-- Задание 1 --
Извлеките из записей ниже все строки, где встречается слово «cushion», с учетом регистра.

-- Исходный текст --
Один из самых известных фильмов режиссера Леонида Гайдая был снят в 1966 году. Он стал вторым фильмом с Шуриком в качестве главного персонажа и последним с участием троицы Трус — Балбес — Бывалый. Премьера картины состоялась в Москве 3 апреля 1967 года одновременно в 53 кинотеатрах. Два дня спустя она вышла в прокат. В прокате-67 «Кавказская пленница» уверенно заняла первое место: за год ее посмотрели 76,54 млн советских зрителей.

Кавказская пленница.jpg

Из воспоминаний исполнителей главных ролей
Наталья Варлей (Нина): 
— Пришла на «Мосфильм». Дали мне почитать кусочек из сценария. Потом сняли небольшой эпизод с осликом. И вдруг Гайдай робко меня спрашивает: «Наташа, а можете ли вы раздеться до купальника?» Я ответила: «Конечно». И разделась. Все так и ахнули. Это сейчас актеры свободно обнажаются, а тогда и кинематограф, и вся страна были более целомудренными. Но у меня-то купальник являлся повседневной цирковой формой одежды, поэтому и мыслей никаких не возникло. Словом, сняли и этот эпизод. Пожалуй, он и решил выбор.
До сих пор я помню каждый съемочный день. Много было и смешных, и казусных, и драматических ситуаций. Например, я чуть не раздавила знаменитую троицу. Помните, когда они стояли на дороге с Вициным посередине? Я мчусь на красной машине, а у нее вдруг отказывают тормоза. Слава богу, реакция у наших прекрасных комиков оказалась отменной. Навсегда остался в памяти первый опыт артистического перевоплощения. До этого я фактически играла саму себя. Образ же Нины в «Кавказской пленнице» совершенно не похож на меня в жизни: я никогда не была уверенной в себе, озорной, оптимистичной, скорее, тихой, мечтательной, романтичной. Так что Гайдай из меня прямо на съемках лепил «комсомолку, спортсменку и просто красавицу».

-- Данные для упражнения --
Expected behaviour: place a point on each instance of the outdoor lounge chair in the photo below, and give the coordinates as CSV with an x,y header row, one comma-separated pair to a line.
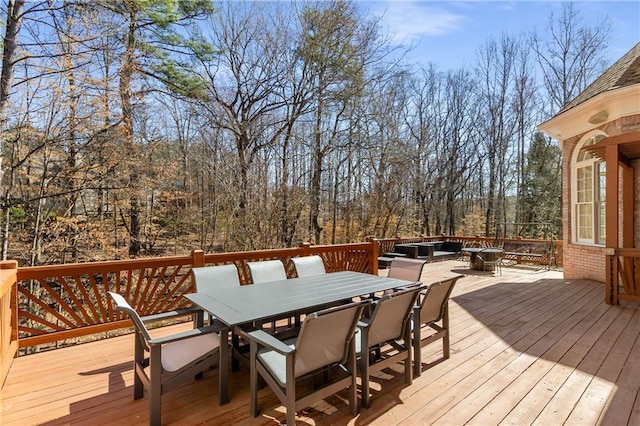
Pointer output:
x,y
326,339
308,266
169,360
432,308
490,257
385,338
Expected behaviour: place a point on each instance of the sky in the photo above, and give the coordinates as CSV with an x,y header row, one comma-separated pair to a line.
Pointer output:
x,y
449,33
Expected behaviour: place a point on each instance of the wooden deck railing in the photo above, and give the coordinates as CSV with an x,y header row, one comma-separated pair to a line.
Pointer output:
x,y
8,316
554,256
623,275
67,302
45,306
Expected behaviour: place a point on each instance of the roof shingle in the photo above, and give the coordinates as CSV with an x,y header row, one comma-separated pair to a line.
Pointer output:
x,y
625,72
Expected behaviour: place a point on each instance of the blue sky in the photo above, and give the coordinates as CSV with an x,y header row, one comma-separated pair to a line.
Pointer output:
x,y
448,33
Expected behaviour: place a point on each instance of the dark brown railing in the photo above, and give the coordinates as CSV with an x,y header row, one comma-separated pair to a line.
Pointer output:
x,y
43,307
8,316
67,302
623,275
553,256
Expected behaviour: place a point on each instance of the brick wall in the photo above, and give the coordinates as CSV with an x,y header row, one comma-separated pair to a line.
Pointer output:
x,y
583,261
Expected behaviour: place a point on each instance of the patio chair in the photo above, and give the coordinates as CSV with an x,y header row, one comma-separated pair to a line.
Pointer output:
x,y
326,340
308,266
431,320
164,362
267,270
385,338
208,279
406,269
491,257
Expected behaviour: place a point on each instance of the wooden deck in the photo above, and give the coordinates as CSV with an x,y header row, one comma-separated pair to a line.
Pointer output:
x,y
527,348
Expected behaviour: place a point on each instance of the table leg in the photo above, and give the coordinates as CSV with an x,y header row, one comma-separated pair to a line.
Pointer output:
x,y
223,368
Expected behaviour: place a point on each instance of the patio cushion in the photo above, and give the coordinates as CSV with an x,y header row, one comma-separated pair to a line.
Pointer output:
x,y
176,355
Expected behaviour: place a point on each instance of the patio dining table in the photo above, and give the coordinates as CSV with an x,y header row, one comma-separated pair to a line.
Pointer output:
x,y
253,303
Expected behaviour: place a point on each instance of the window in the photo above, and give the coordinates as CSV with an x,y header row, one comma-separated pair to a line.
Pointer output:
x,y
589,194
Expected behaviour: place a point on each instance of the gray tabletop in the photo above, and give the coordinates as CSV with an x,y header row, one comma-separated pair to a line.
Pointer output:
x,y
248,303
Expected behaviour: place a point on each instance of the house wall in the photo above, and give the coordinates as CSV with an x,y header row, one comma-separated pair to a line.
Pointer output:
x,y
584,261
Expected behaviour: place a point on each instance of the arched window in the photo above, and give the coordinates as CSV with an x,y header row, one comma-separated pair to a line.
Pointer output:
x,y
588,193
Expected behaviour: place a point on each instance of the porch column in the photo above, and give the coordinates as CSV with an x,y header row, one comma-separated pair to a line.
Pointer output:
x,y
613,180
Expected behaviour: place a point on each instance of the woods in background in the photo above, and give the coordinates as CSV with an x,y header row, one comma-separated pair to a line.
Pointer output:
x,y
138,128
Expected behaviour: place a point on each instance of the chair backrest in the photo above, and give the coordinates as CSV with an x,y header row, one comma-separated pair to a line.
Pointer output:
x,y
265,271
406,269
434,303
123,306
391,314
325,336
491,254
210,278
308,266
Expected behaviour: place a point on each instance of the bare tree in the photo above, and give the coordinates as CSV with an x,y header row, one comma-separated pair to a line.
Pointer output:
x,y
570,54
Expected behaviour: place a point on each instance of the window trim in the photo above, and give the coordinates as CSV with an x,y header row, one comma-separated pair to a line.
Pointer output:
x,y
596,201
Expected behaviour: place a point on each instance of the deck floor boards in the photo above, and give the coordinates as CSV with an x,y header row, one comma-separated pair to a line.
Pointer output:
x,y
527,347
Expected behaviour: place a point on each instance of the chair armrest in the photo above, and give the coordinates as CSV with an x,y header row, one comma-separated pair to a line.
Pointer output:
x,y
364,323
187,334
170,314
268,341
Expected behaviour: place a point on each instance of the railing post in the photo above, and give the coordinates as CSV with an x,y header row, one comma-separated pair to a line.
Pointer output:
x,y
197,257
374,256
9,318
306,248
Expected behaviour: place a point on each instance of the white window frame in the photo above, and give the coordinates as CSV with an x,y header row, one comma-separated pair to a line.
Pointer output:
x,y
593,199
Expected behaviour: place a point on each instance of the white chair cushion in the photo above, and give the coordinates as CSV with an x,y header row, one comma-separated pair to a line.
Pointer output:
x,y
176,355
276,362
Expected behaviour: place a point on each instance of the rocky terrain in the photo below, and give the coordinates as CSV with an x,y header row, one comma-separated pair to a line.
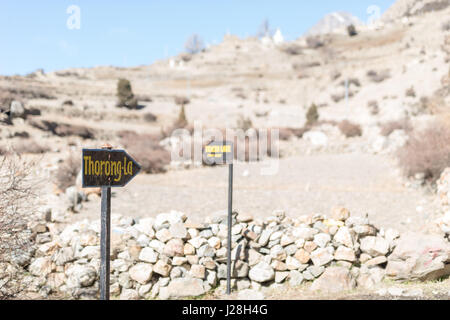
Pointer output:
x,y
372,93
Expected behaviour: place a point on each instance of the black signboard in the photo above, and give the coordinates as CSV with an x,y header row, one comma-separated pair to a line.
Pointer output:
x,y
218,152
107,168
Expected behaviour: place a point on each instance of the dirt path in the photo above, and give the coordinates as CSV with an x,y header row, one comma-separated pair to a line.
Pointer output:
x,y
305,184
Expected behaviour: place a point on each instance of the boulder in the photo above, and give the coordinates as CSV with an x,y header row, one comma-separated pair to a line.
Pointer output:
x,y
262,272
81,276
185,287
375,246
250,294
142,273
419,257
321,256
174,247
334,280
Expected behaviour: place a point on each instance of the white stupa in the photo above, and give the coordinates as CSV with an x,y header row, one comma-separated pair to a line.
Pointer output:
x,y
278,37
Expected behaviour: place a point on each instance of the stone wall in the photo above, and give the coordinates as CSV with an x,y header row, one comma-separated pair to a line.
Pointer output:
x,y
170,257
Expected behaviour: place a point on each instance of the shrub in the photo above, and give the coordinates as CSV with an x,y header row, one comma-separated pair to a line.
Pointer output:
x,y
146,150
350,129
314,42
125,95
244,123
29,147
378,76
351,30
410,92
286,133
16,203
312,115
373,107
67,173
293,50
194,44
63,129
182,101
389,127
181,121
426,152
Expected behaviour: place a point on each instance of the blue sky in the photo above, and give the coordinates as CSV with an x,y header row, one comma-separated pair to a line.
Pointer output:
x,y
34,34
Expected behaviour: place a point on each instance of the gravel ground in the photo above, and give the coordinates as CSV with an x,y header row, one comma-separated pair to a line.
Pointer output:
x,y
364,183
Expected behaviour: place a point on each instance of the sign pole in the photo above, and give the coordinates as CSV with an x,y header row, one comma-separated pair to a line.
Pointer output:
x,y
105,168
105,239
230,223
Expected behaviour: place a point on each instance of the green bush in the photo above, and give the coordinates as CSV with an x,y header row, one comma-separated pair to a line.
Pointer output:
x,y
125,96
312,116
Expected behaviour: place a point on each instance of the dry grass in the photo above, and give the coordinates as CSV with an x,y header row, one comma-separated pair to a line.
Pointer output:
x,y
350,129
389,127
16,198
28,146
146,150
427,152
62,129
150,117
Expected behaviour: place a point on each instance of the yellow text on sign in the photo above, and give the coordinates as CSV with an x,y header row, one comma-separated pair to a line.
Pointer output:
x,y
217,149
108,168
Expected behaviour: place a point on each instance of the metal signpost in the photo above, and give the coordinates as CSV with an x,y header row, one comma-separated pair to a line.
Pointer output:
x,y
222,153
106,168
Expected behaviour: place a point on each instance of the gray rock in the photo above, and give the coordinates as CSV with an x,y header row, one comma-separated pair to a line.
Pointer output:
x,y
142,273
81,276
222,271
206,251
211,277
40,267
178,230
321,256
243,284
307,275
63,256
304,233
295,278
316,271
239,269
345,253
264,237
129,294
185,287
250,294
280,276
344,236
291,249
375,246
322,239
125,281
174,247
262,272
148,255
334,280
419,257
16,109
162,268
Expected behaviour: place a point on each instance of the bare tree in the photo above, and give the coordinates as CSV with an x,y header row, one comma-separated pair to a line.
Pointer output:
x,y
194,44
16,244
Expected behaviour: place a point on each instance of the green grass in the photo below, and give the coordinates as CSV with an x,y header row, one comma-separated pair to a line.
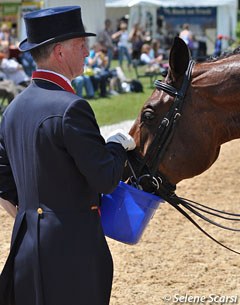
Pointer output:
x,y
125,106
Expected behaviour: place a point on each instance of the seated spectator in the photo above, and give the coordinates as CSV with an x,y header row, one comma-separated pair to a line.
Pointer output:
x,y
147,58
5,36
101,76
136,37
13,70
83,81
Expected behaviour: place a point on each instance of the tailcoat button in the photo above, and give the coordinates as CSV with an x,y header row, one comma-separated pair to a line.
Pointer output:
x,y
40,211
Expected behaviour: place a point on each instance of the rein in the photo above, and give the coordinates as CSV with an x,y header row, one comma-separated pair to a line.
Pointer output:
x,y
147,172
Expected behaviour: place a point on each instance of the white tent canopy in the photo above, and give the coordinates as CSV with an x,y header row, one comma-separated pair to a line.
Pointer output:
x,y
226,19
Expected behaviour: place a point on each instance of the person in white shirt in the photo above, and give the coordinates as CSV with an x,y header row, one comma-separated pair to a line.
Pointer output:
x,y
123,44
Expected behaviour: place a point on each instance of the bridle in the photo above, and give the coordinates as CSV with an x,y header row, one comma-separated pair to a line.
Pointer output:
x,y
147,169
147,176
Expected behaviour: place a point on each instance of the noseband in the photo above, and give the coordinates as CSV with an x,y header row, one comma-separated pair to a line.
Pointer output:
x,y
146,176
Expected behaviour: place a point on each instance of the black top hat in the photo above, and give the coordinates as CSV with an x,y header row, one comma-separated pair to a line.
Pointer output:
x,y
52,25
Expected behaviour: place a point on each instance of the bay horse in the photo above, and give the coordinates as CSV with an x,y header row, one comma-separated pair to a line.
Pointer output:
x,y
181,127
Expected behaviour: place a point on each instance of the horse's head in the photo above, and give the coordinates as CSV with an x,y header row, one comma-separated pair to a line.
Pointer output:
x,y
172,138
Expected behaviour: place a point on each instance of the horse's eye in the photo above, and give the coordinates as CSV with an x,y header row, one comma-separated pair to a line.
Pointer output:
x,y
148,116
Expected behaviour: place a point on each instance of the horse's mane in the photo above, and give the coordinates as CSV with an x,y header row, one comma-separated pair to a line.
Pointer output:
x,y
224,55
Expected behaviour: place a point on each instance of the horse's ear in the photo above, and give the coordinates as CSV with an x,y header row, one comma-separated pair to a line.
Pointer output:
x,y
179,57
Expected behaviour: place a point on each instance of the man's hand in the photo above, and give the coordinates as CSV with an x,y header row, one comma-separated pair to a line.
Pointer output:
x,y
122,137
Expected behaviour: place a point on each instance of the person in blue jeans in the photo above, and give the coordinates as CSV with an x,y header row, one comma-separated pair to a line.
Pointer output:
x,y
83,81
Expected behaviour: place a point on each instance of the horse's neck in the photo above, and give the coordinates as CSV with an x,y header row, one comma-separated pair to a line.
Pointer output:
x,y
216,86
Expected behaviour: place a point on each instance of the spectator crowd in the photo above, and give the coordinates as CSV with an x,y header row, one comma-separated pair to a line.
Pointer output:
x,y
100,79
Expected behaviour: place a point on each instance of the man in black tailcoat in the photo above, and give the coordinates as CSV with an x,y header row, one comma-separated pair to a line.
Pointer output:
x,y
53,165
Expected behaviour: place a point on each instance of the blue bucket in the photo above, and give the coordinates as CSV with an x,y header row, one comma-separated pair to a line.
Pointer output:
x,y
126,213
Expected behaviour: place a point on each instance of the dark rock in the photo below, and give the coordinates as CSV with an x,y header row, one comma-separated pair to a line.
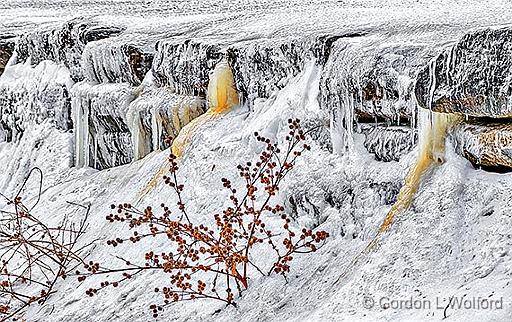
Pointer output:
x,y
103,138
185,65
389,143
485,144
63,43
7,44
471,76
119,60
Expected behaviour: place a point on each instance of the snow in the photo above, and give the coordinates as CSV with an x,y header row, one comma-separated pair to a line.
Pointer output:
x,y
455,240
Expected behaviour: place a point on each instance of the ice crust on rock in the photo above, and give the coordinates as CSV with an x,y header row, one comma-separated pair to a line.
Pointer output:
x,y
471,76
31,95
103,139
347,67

-- Задание 2 --
Сколько кинотеатров одновременно показали премьеру, если верить тексту о фильме «Кавказская пленница»?

-- Полный ответ 1 --
Expected behaviour: place a point on each instance of the patio cushion in the photo above, and give the coordinates as CSV with an x,y header row, one comma-separated pair to a line.
Expected behaviour: place a point on each instance of the white chair cushion in the photo above, and give the coordinates as CSV with an x,y header row, one comma-separated pair to a line.

-- Полный ответ 2 --
Премьера прошла одновременно в 53 кинотеатрах Москвы.